#### Given information

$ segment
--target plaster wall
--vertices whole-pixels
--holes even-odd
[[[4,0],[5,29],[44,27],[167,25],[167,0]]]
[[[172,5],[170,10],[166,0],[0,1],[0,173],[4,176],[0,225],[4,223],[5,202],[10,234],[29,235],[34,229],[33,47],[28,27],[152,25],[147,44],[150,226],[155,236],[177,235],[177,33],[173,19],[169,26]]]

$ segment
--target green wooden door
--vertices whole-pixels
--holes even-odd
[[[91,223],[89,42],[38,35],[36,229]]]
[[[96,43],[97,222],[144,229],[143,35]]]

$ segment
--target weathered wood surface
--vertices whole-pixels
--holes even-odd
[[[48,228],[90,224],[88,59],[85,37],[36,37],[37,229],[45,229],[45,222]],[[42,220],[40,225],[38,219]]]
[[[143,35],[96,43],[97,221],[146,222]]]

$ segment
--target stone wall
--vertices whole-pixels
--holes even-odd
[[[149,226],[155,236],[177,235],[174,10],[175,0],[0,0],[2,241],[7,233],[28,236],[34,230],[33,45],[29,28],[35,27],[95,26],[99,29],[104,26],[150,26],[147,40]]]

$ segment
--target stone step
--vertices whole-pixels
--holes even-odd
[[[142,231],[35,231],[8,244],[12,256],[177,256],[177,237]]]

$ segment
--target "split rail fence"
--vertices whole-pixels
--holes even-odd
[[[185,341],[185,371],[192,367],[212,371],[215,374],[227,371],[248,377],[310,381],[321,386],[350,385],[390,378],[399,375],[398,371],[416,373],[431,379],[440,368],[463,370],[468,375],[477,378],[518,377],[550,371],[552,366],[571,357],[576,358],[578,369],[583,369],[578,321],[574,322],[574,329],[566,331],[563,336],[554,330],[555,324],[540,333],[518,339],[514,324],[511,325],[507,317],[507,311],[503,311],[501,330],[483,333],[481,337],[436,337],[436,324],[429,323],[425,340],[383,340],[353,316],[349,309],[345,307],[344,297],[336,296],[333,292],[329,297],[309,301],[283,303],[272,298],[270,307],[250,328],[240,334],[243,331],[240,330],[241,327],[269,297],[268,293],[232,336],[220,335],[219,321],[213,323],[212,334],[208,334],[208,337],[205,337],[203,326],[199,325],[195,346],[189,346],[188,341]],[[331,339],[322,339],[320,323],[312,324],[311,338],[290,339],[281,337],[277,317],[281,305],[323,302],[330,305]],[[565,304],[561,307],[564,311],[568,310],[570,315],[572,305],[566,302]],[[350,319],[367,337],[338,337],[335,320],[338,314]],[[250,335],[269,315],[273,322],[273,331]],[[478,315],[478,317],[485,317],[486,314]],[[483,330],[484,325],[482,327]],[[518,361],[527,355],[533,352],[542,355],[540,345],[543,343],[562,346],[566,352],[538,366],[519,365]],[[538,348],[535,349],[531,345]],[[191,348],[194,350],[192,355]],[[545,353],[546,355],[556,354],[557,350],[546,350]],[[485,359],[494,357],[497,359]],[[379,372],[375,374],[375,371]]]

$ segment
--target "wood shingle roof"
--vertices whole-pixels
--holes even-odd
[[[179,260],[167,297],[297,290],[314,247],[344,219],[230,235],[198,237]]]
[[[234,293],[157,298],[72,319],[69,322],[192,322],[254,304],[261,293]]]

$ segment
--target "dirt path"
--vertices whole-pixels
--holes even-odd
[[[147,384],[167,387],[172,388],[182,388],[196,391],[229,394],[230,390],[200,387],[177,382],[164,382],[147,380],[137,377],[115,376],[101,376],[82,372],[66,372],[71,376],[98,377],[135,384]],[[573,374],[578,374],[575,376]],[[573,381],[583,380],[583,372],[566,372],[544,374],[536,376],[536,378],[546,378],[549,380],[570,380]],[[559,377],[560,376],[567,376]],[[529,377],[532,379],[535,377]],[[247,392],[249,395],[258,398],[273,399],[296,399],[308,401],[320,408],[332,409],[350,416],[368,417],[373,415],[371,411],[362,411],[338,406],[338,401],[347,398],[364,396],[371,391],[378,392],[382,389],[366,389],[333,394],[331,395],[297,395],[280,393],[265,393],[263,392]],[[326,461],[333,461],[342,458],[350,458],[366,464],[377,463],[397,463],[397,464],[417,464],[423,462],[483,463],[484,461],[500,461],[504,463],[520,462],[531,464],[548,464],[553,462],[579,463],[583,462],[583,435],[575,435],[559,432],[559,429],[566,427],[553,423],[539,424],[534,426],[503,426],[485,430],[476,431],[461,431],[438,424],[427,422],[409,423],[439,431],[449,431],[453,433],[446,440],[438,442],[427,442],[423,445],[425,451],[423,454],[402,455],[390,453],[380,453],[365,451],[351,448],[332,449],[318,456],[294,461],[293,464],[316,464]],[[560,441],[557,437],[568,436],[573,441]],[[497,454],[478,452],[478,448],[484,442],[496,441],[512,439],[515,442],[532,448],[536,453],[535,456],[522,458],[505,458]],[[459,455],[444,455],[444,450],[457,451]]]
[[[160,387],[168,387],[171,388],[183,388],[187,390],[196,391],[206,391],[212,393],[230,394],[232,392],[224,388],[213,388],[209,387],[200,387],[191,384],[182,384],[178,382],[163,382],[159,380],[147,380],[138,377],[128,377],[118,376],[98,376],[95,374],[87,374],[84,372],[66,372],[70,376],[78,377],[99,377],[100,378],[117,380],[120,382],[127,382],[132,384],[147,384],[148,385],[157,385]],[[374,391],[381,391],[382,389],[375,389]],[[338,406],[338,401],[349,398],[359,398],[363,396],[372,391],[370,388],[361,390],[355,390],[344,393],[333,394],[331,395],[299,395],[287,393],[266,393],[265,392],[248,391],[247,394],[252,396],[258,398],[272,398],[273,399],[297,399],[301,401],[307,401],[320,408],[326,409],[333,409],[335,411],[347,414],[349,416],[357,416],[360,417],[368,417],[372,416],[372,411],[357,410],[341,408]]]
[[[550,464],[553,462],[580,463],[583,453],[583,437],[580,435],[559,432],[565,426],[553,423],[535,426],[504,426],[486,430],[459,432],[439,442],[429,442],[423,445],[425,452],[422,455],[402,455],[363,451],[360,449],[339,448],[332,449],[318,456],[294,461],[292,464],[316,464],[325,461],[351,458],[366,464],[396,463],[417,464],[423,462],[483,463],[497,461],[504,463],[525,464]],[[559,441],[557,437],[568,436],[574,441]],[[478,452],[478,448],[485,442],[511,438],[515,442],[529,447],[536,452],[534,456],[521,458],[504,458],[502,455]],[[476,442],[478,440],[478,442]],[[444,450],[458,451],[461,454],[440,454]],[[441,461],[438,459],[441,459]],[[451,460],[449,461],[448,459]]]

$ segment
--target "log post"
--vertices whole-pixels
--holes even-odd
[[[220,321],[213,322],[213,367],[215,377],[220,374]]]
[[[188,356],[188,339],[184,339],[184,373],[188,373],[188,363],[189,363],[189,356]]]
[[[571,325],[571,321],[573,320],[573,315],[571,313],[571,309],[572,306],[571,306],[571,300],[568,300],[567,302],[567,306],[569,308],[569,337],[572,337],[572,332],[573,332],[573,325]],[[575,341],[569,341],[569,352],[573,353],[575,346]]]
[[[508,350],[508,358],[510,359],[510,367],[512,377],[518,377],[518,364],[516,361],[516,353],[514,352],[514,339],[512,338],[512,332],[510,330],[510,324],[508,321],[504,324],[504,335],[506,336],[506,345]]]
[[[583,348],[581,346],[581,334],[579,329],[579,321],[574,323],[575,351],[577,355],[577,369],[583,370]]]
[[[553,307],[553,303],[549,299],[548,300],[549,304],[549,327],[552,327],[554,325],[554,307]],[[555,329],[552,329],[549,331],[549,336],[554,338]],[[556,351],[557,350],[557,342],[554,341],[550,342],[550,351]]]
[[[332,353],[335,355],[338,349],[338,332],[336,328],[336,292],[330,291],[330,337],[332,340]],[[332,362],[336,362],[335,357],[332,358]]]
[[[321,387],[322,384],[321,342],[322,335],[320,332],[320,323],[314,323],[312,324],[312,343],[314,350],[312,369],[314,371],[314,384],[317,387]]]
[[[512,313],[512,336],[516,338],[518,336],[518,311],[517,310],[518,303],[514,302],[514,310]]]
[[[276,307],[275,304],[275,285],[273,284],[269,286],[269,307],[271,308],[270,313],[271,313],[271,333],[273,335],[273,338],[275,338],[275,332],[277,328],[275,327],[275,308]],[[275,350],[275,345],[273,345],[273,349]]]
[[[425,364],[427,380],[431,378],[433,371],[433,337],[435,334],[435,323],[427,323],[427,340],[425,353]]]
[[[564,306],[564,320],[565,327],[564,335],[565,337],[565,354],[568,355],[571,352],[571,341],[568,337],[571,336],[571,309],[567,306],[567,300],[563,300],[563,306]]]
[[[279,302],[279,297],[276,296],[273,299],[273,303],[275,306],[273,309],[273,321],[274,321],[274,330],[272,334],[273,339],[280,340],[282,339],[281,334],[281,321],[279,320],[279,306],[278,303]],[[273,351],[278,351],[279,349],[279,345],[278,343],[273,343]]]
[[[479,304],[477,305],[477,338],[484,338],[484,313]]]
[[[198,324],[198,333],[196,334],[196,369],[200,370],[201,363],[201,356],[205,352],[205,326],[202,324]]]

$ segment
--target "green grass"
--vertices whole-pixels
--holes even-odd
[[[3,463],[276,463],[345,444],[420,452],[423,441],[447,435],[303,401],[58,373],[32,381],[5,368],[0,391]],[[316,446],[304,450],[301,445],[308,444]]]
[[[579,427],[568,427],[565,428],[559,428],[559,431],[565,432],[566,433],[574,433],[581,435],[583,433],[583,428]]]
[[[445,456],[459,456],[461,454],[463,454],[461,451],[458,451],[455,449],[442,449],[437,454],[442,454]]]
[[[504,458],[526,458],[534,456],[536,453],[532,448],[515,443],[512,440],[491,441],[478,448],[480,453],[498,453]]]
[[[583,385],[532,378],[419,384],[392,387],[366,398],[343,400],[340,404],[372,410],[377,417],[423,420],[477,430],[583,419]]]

########

__Given request__
Collect every line of the material above that contains the word "green", matching case exactly.

__Exercise answer__
--target green wooden door
--target "green grass"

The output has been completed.